>> START Data shown

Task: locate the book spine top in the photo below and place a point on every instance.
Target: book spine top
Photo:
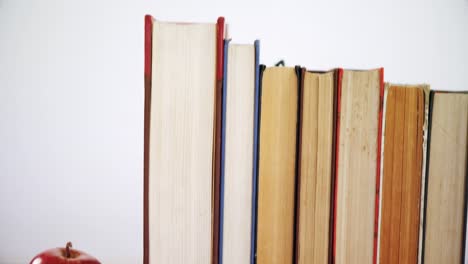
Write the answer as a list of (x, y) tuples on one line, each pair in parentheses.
[(147, 118), (255, 151), (217, 137), (337, 148), (379, 156)]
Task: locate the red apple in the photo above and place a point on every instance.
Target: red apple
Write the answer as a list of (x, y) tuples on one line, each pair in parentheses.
[(63, 256)]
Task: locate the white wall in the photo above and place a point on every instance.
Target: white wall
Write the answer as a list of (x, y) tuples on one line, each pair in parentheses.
[(71, 97)]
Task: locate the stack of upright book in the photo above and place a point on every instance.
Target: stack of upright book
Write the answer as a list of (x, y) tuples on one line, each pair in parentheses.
[(245, 163)]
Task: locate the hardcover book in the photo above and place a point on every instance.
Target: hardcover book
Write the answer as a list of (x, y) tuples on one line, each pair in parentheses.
[(183, 77), (446, 186), (277, 165), (403, 163), (360, 95), (316, 166), (239, 153)]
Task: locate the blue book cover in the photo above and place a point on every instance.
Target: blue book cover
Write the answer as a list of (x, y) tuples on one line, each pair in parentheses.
[(255, 135)]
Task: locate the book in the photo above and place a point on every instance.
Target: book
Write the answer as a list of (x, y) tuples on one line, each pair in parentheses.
[(403, 163), (446, 183), (277, 165), (183, 82), (239, 153), (316, 166), (357, 165)]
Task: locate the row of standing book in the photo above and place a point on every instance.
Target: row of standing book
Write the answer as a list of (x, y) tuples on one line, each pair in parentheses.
[(251, 164)]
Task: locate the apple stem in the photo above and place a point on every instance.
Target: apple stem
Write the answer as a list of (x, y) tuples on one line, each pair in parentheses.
[(67, 250)]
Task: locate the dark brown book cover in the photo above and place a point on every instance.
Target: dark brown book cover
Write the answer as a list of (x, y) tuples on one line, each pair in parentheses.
[(402, 173)]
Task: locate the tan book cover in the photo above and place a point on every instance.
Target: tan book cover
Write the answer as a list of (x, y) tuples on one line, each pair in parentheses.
[(277, 165), (360, 97), (316, 166), (402, 173)]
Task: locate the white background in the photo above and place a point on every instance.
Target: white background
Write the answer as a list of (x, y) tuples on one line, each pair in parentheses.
[(71, 97)]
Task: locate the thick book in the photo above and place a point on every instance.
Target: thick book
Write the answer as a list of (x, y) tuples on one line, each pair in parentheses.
[(316, 166), (358, 130), (183, 91), (279, 106), (446, 182), (239, 153), (402, 176)]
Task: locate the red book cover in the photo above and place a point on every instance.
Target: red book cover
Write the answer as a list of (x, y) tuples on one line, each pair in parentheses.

>> END Data shown

### Stated exercise
Reproduce every one of the lines above word for word, leaving the pictures out.

### The reply
Task: locate the book spine top in the photo below and place a point on every instance.
Target: book spine top
Photo:
Write the answer as a list of (x, y) tuples on one line, each pair in parentheses.
[(147, 118), (255, 151), (217, 137), (337, 148), (379, 156)]
Task: locate the red apple in the photo above and place a point on every instance.
Target: red apple
Write the answer as a list of (x, y) tuples on one line, each pair in parentheses.
[(63, 256)]
Task: locate the white wall in the photo above and place a point on every instance.
Target: white wall
Write the answer as a list of (x, y) tuples on one line, each pair in parentheses.
[(71, 97)]
Task: locate the stack of upright book in the photo above and place a point on every instance.
Target: stack of upright book
Write the answer as a list of (x, y) tuples on one line, each pair in parentheses.
[(245, 163)]
Task: locate the hardcover book in the photo above and place a point on every instance.
Target: hardcover book
Write the answer as a list of (x, y) tuples on one line, each pair in parentheses.
[(183, 77), (446, 186), (277, 165), (403, 163), (360, 95), (316, 166), (239, 153)]
Task: locate the blue book cover in the photo above and place a point on every instance.
Target: blue book cover
Write the answer as a list of (x, y) tuples on one line, each pair in parentheses.
[(255, 135)]
Task: locate the book in the photo above and place a point on every instance.
Target: book
Write the answer as a list of (x, y) tuples on one line, each pair in parentheses.
[(403, 163), (446, 183), (277, 165), (183, 82), (239, 153), (316, 166), (357, 165)]
Task: locate the row of standing book in the photo above and place a point on every instance.
Target: row of standing book
Write the answer as a list of (x, y) tuples on one line, each pair in parentheses.
[(251, 164)]
Task: locate the apple stem in the photo above and place a point on every instance.
Target: apple stem
Write the answer as a list of (x, y) tuples on one line, each pair in parentheses.
[(67, 250)]
Task: locate the dark brown book cover in the photo above and place a point on every instance.
Target: dark brown book cover
Write the answer as a list of (x, y) tuples on one line, each pair in parentheses.
[(402, 173)]
Task: locate the tan book cover in the photo above and place a point on every instance.
Target: tan book cover
Write the answer as a list of (x, y) tuples on one line, each pair in parentheses.
[(277, 165), (360, 97), (316, 166), (402, 173)]
Task: locate the white background in the photo above and place a point on every instance.
Target: white background
Write the answer as a list of (x, y) tuples on one line, each pair in parentheses.
[(71, 97)]
Task: locate the thick book in the photo above and place a point on every instance.
Target: thick book
Write the answer as a list of (x, y) tuples on one line, each pair in parentheses.
[(316, 166), (358, 130), (183, 91), (279, 106), (446, 182), (239, 153), (402, 176)]
Task: locate the red book cover in the photo above and place a point on every instance.
Target: red book cover
Write the answer as a list of (x, y) tuples on one line, each pair in parentheses.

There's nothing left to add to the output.